* **DIRECTIONS**:
Transcribe each line below without altering anything.

--- AVAILABLE DATA ---

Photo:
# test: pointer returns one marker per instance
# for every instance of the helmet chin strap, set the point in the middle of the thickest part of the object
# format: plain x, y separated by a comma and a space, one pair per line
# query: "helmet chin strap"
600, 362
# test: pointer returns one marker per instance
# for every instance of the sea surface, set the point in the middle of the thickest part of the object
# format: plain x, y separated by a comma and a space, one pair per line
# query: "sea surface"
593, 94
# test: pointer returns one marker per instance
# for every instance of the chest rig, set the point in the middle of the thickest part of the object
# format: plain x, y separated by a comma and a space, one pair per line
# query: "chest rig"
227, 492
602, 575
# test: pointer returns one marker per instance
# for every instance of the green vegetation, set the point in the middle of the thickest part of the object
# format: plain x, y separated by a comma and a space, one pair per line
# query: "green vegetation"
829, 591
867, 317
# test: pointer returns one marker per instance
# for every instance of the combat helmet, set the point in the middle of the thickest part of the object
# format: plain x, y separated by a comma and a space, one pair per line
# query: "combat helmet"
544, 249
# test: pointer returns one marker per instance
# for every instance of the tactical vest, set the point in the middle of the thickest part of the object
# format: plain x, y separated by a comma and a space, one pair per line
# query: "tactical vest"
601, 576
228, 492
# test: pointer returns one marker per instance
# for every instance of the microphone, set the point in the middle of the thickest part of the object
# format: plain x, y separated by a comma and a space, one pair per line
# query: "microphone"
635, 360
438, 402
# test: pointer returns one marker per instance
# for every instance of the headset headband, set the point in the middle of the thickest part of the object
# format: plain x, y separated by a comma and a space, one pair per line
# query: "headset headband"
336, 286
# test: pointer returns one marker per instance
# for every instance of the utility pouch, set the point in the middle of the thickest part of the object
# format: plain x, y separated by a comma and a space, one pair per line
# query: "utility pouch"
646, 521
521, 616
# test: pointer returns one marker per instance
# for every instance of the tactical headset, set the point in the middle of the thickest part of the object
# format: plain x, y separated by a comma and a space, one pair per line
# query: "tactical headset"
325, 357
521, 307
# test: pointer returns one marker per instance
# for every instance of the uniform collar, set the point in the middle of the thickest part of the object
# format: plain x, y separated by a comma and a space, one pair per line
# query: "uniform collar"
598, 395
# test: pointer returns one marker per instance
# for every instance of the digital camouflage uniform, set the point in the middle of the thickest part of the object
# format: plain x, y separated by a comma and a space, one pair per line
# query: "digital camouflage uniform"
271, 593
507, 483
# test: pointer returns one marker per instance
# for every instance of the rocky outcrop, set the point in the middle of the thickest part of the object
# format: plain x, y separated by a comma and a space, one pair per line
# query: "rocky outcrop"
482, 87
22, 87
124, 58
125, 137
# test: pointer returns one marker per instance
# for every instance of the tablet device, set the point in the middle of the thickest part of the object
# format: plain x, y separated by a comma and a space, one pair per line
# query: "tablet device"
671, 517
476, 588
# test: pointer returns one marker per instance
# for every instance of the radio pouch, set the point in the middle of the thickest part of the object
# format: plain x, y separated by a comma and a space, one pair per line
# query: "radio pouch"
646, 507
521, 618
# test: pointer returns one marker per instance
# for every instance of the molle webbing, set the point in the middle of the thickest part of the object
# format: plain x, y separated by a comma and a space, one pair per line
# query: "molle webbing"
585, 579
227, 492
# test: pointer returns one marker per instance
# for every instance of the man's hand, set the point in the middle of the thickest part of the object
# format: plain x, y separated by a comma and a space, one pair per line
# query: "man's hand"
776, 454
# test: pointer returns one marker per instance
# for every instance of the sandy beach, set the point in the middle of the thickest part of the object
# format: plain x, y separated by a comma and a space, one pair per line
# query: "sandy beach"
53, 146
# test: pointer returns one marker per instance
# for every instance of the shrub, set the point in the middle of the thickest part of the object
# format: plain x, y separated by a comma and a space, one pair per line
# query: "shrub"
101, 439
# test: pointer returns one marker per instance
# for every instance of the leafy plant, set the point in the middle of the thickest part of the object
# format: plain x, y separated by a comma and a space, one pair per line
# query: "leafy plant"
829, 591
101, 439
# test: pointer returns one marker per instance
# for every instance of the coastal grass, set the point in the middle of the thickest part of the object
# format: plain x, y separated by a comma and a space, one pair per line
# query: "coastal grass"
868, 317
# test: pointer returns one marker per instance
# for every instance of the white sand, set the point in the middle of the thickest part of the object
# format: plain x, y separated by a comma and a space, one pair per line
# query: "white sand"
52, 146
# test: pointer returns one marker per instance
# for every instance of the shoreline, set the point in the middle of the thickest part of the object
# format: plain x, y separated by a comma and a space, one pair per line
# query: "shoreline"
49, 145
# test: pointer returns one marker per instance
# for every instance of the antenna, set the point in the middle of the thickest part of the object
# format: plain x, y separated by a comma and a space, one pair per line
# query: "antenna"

---

* **RESULT FOR THIS EXERCISE**:
Photo:
# test: pointer returns one marker per instance
# for every instance of the helmet chin strap, set the point in the middle of the thickest part of the object
# format: plain x, y separated by a comma and a space, one pair per line
# query: "helmet chin strap"
600, 362
# test: pointer returns one marker per instance
# for every instance of the sea surface, set the point in the middle of the thickest part of the object
# format: plain x, y separated by a comma and a space, one pair per line
# query: "sea surface"
593, 94
# test: pointer returns one marker per instance
# for every instance of the chest rig, set the point in the middle of the thickest part of the object
# format: plain x, y separated by a comma and a space, one pair per line
# query: "chest rig"
227, 492
602, 575
# test: pointer returns one marker per instance
# for every instance of the green vegetation, set the point in the middle of the thickest part of the object
# format: plain x, y separated by a comma and a space, one pair per line
# query: "green vegetation"
829, 591
867, 317
# test: pointer returns one marker per instance
# for every instance of the combat helmet, set the point in the middle of the thickest part of the object
# format: plain x, y separated by a comma and a space, one pair per line
# query: "combat helmet"
544, 249
# test: pointer returns one marker per instance
# for every instance of the tactical vest, set the point in the middle of the thickest part of the object
# format: plain x, y separated by a comma and a space, one pair per line
# query: "tactical vest"
601, 576
228, 492
# test: pointer returns one marker per instance
# for every instance of the microphone, set the point in the middle of the thickest part of the object
# format: plain x, y separated by a comma and a space, one pair per line
# query: "microphone"
635, 360
438, 402
# test: pointer returns one marker per instance
# for every instance of the headset headband, set the point in the middle of the thickest part of the object
# format: plain x, y separated by a comma and a space, one pair per line
# query: "headset headband"
336, 286
# test: pointer returns one marker per instance
# for every instance of the utility pouch, set the point in the middle of the thickest part of the object
# format: plain x, y separated by a comma and a space, one pair per line
# query: "utility pouch"
646, 521
521, 616
# test: pointer returns one marker per instance
# for every instance of the tactical headset, set the point in the middle of the thickest part of the object
# format: plain x, y separated by a comma and a space, one pair per line
# query: "tactical headset"
325, 357
521, 307
# test: pointer returns one marker per instance
# for every instance of the uniform collar, set the point in the middle of the thickest part of the object
# format: plain x, y separated by a comma and a space, one pair per line
# query: "uniform collar"
598, 395
# test: pointer returns one marker per instance
# for every instance of the digital camouflage uniform, set the point in the middle of the thickest part of the object
# format: plain x, y separated by a comma and a space, one pair per line
# query: "digital camouflage uniform"
271, 593
507, 483
# test: pointer returns one marker per instance
# for every instance of the rocky outcrop, set the point in the middle of the thickest part of the object
# format: plain x, y separated by a comma and a space, one pair per line
# query: "rocky outcrop"
482, 87
22, 87
124, 58
125, 137
# test: pointer returns one marker per instance
# for every instance of the tablet device, set the point in the middle of the thickest part of the object
# format: plain x, y separated by a comma and a space, one pair per line
# query: "tablet device"
671, 517
476, 588
# test: pointer returns one marker per instance
# for every instance of the radio pouch, set the point in the middle of the thickest part of the object
# format: plain x, y separated by a comma and a space, one pair per line
# query: "radio pouch"
646, 507
521, 618
# test: pointer returns one marker per instance
# for every instance of the molle webbing, set the point in the middle of the thickest part of the object
# format: plain x, y separated by a comma and a space, one pair per line
# query: "molle webbing"
585, 579
227, 492
# test: pointer returns one marker per instance
# for every instance of the man's hand, set the point in the middle of the thickest part of the object
# format: plain x, y separated by a comma and a space, one pair per line
# query: "man's hand"
776, 454
# test: pointer returns one marker per instance
# for every instance of the sandy beach, set the point in the middle of the thickest part of the object
# format: plain x, y separated by a comma and a space, one pair per line
# query: "sandy beach"
53, 146
# test: pointer returns one marker per instance
# for every instance of the shrub, set the point in the middle of the thickest part of the object
# format: plain x, y separated by a comma and a space, one pair per line
# query: "shrub"
101, 439
# test: pointer returns one marker per instance
# for every instance of the leafy plant, set the point in the middle of the thickest part of the object
# format: plain x, y separated by a comma and a space, one pair per line
# query: "leafy plant"
829, 591
101, 439
# test: pointer returns one marker per instance
# for every instance of the coastal grass, set the point in the middle of the thickest part of the object
# format: plain x, y separated by a comma and a space, one pair per line
# query: "coastal grass"
868, 317
# test: pointer returns one marker per instance
# for every instance of the white sand, set the point in the middle of the thickest part of the object
# format: plain x, y separated by a comma and a space, one pair per line
# query: "white sand"
52, 146
# test: pointer returns one marker per instance
# for every instance of the shoreline, set the point in the middle of the thickest part of the object
# format: plain x, y separated by a comma and a space, one pair per line
# query: "shoreline"
49, 145
# test: pointer returns one marker per instance
# for every instance of the antenna, set the point in the middle of the thickest part of the object
# format: plain x, y separated by a comma and a space, one pair per line
# query: "antenna"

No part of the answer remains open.